• GOAL
Please repeat the part of the listing below word for word, from its first line through the line containing "column 53, row 64", and leave the pictures out of your answer.

=== DATA RECORDS ===

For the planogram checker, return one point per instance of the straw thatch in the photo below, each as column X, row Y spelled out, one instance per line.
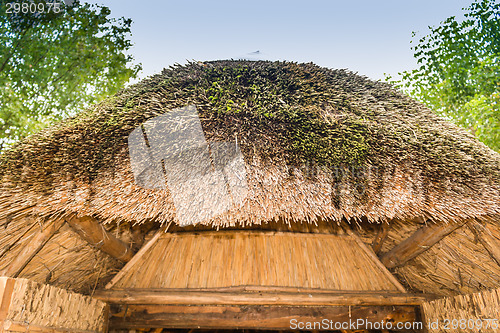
column 321, row 147
column 35, row 307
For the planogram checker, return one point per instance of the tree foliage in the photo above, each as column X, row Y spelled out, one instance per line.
column 459, row 71
column 53, row 64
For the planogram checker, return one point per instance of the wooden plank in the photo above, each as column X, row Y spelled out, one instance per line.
column 32, row 248
column 186, row 297
column 137, row 257
column 377, row 261
column 256, row 317
column 11, row 326
column 419, row 242
column 94, row 233
column 490, row 243
column 379, row 240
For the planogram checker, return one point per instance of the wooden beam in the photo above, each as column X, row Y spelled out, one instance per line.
column 135, row 259
column 187, row 297
column 379, row 240
column 257, row 317
column 32, row 247
column 375, row 260
column 489, row 242
column 94, row 233
column 419, row 242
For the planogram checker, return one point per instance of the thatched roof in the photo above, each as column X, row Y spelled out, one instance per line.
column 317, row 143
column 320, row 146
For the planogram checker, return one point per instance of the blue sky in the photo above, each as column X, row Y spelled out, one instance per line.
column 368, row 37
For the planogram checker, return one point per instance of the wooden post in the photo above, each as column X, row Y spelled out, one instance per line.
column 94, row 233
column 32, row 248
column 419, row 242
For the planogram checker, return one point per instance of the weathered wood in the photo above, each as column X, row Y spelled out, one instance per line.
column 257, row 317
column 490, row 243
column 137, row 257
column 419, row 242
column 10, row 326
column 187, row 297
column 376, row 261
column 380, row 238
column 32, row 248
column 94, row 233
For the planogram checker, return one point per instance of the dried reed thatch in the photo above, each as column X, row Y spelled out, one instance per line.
column 479, row 312
column 41, row 308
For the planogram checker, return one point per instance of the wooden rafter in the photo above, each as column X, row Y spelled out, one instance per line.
column 490, row 243
column 369, row 252
column 419, row 242
column 94, row 233
column 32, row 248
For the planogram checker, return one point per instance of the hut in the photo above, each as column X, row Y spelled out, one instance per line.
column 320, row 198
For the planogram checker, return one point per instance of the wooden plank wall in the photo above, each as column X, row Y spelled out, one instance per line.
column 29, row 306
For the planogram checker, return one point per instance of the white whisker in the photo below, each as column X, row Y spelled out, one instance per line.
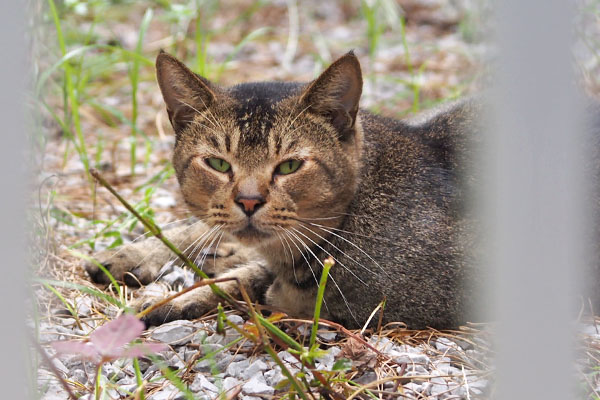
column 353, row 245
column 335, row 259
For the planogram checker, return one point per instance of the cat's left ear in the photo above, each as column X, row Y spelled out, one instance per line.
column 335, row 94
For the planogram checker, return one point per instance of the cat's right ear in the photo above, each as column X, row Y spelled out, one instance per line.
column 184, row 92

===

• FULL SOLUTION
For the planogram checker, return one point per instance of the straw thatch in the photo below, each as column X, row Y spelled out, one instance per line.
column 321, row 147
column 35, row 307
For the planogram checker, return one point per instance of the tree foliage in the photo above, each as column X, row Y spelled out, one instance per line.
column 459, row 71
column 53, row 64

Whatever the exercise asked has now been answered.